Going beyond the CEDAR demonstrations, other founding systems like the Data Stewardship Wizard and Castor will demonstrate their own ability to perform metadata capture and reuse within the Implementation Study, and will demonstrate interoperation with CEDAR using common specifications to exchange templates and metadata. Meanwhile, templates and components that are useful for others will be registered in FAIRsharing to so that they can be easily found and evaluated for reuse.

CEDAR Release 2.4

We released version 2.4 of the CEDAR Workbench on September 6, providing more user features and enhancements.

OpenView offers public option for CEDAR artifacts

OpenView of metadata instanceDid you ever want to show your template or metadata values to a colleague, without logging in? Do you want to view all your metadata on the web? Or maybe you’d like an IRI that anyone can use to see your work?

Now you can make your CEDAR artifact—metadata instance, template, element, or field—visible on the web. CEDAR’s OpenView service presents the CEDAR artifact as a publicly visible web page, with pop-up metadata descriptions and access to JSON and RDF views of the content. To make public your template, element, or field, simply enable OpenView from the workspace menu for the artifact. For now, if you want to make your metadata public, the template it’s based on must also be public—we can help you with this.

Instructions for CEDAR’s OpenView feature may be found at its CEDAR manual page.

Find field names in templates, elements, and fields

Adding to CEDAR’s ability to search for field names in CEDAR instances, you can now search for field names in CEDAR templates, elements, and fields.

Just like searching for field names in metadata instances, a colon after the string indicates a search within field names. The syntax ‘namestring:’ in CEDAR’s search bar will find the templates containing ‘namestring’ in the title. In the CEDAR search syntax, an asterisk matches any string and a question mark matches any character:

  • title:*, or simply title: Search for fields containing "Entity Identifier"
  • Publish*:
  • "Contact Email":
  • to?ic:

This functionality is documented in more detail here.

AIRR Community NCBI Pipeline

We improved the CAIRR pipeline for submitting MiAIRR data to NCBI. The AIRR community has documented CEDAR-driven MiAIRR submissions to NCBI in the MiAIRR-to-NCBI Submission Manual, the primary user documentation for submitting AIRR metadata. In the SRA section, the pipeline now checks user-entered file names against the names of files actually submitted, and alerts the user if they do not match, and file type options have been updated to reflect NCBI expectations. Finally, members of the AIRR community have validated that submissions appear appropriately in NCBI repositories.

Added Human Tissue NCBI Pipeline

CEDAR added a second NCBI submisssion pipeline for submitting metadata on Human Tissue studies. The template for this pipeline is modeled on the AIRR Community pipeline, but is customized to the NCBI BioSample Human Package 1.0.

→ Source material
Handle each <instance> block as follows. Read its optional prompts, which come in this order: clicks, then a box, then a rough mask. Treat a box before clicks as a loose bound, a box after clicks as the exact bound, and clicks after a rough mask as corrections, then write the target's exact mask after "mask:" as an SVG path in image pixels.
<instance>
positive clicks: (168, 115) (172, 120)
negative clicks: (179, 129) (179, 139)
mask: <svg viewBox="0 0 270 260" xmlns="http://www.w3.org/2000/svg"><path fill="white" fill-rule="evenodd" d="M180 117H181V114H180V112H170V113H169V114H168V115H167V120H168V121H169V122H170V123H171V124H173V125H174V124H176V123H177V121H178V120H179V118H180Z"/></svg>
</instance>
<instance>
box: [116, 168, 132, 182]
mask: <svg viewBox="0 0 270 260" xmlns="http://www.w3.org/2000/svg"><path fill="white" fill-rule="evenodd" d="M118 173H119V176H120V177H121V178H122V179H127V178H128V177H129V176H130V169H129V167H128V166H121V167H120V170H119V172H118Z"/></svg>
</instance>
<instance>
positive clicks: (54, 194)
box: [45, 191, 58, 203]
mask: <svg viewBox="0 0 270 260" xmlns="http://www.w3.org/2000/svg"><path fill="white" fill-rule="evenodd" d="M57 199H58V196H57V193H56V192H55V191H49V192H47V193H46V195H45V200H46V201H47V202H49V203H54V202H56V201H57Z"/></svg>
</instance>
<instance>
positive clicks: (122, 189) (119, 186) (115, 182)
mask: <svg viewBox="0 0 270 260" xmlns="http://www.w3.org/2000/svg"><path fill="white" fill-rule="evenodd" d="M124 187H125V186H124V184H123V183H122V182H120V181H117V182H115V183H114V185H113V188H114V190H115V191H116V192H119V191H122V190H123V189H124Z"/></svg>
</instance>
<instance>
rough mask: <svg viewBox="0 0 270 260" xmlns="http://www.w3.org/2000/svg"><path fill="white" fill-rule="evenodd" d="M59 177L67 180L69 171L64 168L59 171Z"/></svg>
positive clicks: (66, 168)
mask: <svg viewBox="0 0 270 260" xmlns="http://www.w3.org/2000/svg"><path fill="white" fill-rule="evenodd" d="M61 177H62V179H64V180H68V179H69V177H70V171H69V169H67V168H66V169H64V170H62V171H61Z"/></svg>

→ Actions to take
A. Answer these questions from the CEDAR update:
(i) On what date was version 2.4 of the CEDAR Workbench released?
(ii) To make metadata public through OpenView, what else must currently be public?
(iii) To which NCBI package is the template for the Human Tissue pipeline customized?
B. Reproduce the stretch of the CEDAR update from "OpenView of metadata" through "see your work?", word for word.

→ Results
A.
(i) September 6
(ii) The template the metadata is based on
(iii) The NCBI BioSample Human Package 1.0

B.
OpenView of metadata instanceDid you ever want to show your template or metadata values to a colleague, without logging in? Do you want to view all your metadata on the web? Or maybe you’d like an IRI that anyone can use to see your work?